Task prompt -
Output the records exactly. Include every line.

Position identification records:

┌──

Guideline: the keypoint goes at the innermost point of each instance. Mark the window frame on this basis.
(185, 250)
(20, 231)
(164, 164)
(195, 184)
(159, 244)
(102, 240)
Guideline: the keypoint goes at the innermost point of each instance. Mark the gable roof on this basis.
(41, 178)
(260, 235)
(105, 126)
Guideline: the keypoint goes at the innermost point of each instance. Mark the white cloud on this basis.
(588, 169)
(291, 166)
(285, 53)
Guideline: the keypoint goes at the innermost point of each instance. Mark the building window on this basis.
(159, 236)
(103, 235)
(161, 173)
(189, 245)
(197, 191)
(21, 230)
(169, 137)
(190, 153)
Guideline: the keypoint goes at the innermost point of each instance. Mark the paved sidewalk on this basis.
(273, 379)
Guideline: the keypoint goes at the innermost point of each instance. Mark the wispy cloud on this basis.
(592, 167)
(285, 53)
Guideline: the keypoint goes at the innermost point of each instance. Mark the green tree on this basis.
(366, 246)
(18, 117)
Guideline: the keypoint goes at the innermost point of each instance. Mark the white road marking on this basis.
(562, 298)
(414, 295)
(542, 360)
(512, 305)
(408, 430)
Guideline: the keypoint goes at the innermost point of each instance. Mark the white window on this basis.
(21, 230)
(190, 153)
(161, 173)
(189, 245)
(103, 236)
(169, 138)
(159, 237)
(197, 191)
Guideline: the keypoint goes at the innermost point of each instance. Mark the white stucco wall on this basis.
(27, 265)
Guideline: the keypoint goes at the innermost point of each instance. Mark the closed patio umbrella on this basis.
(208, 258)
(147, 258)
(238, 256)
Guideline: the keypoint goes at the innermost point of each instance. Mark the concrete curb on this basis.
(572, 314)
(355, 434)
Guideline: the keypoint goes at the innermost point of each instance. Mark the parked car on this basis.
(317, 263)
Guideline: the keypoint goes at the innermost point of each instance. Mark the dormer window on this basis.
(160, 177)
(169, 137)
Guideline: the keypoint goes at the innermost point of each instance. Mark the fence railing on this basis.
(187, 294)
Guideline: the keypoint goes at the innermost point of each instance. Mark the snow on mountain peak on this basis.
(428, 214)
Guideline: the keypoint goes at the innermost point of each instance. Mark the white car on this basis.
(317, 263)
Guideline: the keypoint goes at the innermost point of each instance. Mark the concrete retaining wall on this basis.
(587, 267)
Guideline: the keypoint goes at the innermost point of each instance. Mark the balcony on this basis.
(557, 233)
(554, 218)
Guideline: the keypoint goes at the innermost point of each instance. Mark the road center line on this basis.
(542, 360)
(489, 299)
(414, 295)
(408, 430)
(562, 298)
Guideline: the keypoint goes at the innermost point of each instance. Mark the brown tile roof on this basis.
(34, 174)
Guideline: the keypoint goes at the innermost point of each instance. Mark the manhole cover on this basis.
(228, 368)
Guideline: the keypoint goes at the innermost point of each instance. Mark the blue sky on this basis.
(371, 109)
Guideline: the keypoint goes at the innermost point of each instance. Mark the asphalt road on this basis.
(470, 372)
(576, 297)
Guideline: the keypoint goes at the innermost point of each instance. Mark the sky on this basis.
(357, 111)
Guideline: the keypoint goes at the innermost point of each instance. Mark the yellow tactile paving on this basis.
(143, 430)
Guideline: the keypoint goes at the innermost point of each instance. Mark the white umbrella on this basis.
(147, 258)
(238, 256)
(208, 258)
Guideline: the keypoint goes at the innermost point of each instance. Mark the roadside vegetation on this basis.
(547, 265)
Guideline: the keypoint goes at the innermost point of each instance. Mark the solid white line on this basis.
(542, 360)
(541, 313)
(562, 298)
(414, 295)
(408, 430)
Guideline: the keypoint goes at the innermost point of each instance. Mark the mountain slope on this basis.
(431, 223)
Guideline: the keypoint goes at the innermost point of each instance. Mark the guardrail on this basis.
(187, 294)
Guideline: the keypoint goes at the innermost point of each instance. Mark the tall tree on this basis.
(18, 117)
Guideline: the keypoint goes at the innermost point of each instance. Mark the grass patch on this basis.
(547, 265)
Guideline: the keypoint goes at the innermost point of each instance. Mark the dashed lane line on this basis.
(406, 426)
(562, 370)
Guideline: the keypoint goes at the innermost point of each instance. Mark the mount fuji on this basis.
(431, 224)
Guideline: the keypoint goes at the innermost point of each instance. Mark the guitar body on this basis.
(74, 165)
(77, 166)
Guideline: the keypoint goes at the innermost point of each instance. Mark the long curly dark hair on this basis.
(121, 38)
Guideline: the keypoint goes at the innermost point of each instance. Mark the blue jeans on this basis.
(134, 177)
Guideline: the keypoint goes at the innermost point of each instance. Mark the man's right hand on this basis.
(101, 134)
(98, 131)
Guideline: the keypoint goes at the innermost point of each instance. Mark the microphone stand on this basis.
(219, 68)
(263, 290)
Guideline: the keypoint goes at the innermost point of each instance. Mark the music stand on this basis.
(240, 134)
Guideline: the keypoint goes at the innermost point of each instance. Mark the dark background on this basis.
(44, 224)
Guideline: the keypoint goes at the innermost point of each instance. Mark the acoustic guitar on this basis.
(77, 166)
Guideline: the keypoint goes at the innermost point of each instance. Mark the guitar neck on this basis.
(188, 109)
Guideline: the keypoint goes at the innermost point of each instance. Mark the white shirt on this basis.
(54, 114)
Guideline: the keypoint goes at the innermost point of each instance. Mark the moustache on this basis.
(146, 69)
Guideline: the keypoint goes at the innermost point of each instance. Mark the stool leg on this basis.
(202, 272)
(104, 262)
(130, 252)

└──

Answer below -
Guideline: the keypoint goes at the innermost point of each instance. Mark the window frame on this basis.
(185, 250)
(20, 231)
(164, 164)
(195, 184)
(159, 244)
(102, 240)
Guideline: the keypoint goes at the innermost point of each instance. Mark the gable roof on this basis.
(41, 178)
(260, 235)
(105, 126)
Guideline: the keypoint goes at the innermost point of each instance. Mark the white cloud on this basis.
(588, 169)
(291, 166)
(285, 53)
Guideline: the keypoint goes at the innermost point of each instance. Mark the building window on this basis.
(159, 236)
(103, 235)
(161, 173)
(189, 245)
(197, 191)
(21, 230)
(169, 137)
(190, 153)
Guideline: the keypoint goes at the innermost point of each instance. Mark the paved sidewalk on this basis.
(273, 379)
Guideline: the keypoint goes at the innermost point of each instance. Mark the wispy cloud on this basis.
(592, 167)
(285, 53)
Guideline: the keypoint goes at the innermost point of each instance. Mark the green tree on this basis.
(366, 246)
(18, 117)
Guideline: the keypoint goes at the innermost point of each instance. Mark the white road marking on this basis.
(562, 298)
(414, 295)
(542, 360)
(512, 305)
(408, 430)
Guideline: the keypoint goes at the innermost point of each instance. Mark the white window on this basis.
(21, 230)
(190, 153)
(161, 173)
(189, 245)
(103, 236)
(169, 138)
(159, 237)
(197, 191)
Guideline: the keypoint goes at the innermost point of each instance. Mark the white stucco wall on this basis.
(27, 265)
Guideline: the keypoint goes at the innermost point of each instance. Mark the closed patio umbrella on this basis.
(208, 258)
(147, 258)
(238, 256)
Guideline: the keypoint goes at the innermost point of each instance. Mark the concrete curb on this basis.
(572, 314)
(355, 434)
Guideline: the keypoint goes at the innermost point of each instance. Mark the parked car on this basis.
(317, 263)
Guideline: the keypoint goes at the innermost point of each instance. Mark the dormer window on this basis.
(160, 177)
(169, 137)
Guideline: the keypoint goes at the innermost point of each instance. Mark the fence railing on this basis.
(187, 294)
Guideline: the keypoint goes at the innermost point of each instance. Mark the snow on mountain peak on this basis.
(428, 214)
Guideline: the keypoint goes at the innermost point of each instance. Mark the white car on this basis.
(317, 263)
Guideline: the keypoint goes at the innermost point of each instance. Mark the concrete retaining wall on this basis.
(587, 267)
Guideline: the keypoint goes at the innermost point of each instance. Mark the balcony on this basis.
(557, 233)
(554, 218)
Guideline: the keypoint goes at the innermost point of each instance. Mark the road center line on this basis.
(542, 360)
(489, 299)
(414, 295)
(408, 430)
(562, 298)
Guideline: the keypoint goes at the innermost point of each instance. Mark the brown tile roof on this basis.
(34, 174)
Guideline: the keypoint goes at the innermost point of each instance. Mark the manhole cover on this basis.
(228, 368)
Guideline: the keypoint goes at the innermost point of each instance. Mark the blue sky on this basis.
(371, 109)
Guideline: the keypoint goes at the innermost point of each instance. Mark the asphalt road on this basis.
(470, 372)
(576, 297)
Guideline: the keypoint goes at the innermost point of each instance. Mark the sky on this basis.
(357, 111)
Guideline: the keypoint goes at the innermost point of each instance. Mark the yellow tactile paving on this basis.
(143, 430)
Guideline: the keypoint goes at the innermost point of each instance. Mark the white umbrella on this basis.
(147, 258)
(238, 256)
(208, 258)
Guideline: the keypoint goes at the innermost point of each instance. Mark the roadside vegetation on this basis.
(547, 265)
Guideline: the keypoint goes at the innermost point of each instance. Mark the solid white line on this basis.
(542, 360)
(541, 313)
(562, 298)
(414, 295)
(408, 430)
Guideline: the keypoint goes at the innermost point of each instance. Mark the mountain slope on this basis.
(431, 223)
Guideline: the keypoint goes at the innermost point of each instance. Mark the guardrail on this basis.
(187, 294)
Guideline: the keypoint goes at the innermost point of each instance. Mark the tall tree on this basis.
(18, 117)
Guideline: the keypoint goes at the innermost point of each instance. Mark the grass patch on this basis.
(547, 265)
Guideline: the keypoint goes at the innermost point of each instance. Mark the dashed lane line on this basis.
(406, 426)
(562, 370)
Guideline: the keypoint goes at the innermost point of each instance. Mark the mount fuji on this basis.
(431, 224)
Guideline: the keypoint goes at the innermost point of each instance. Mark the guitar body on this basis.
(74, 165)
(77, 166)
Guideline: the keypoint goes at the innermost point of each instance. Mark the long curly dark hair on this basis.
(121, 38)
Guideline: the keypoint goes at the innermost point of each instance. Mark the blue jeans on this basis.
(134, 177)
Guideline: the keypoint goes at the innermost point of each instance. Mark the man's right hand on this basis.
(101, 134)
(98, 131)
Guideline: the keypoint goes at the innermost point of each instance. Mark the microphone stand on this basis.
(219, 68)
(263, 290)
Guideline: the keypoint goes at the innermost point of each instance. Mark the music stand on this basis.
(240, 134)
Guideline: the keypoint goes at the innermost point of each instance. Mark the dark background on this basis.
(44, 224)
Guideline: the keypoint goes at the innermost point of each instance. Mark the acoustic guitar on this basis.
(77, 166)
Guideline: the keypoint goes at the innermost point of each instance. Mark the guitar neck on this basis.
(188, 109)
Guideline: the keypoint goes at the innermost point of each instance. Mark the white shirt on this basis.
(54, 114)
Guideline: the keypoint goes at the innermost point of each instance. Mark the moustache on this basis.
(146, 69)
Guideline: the keypoint goes at the innermost point of each instance. Mark the stool leg on this basis.
(202, 272)
(104, 262)
(130, 252)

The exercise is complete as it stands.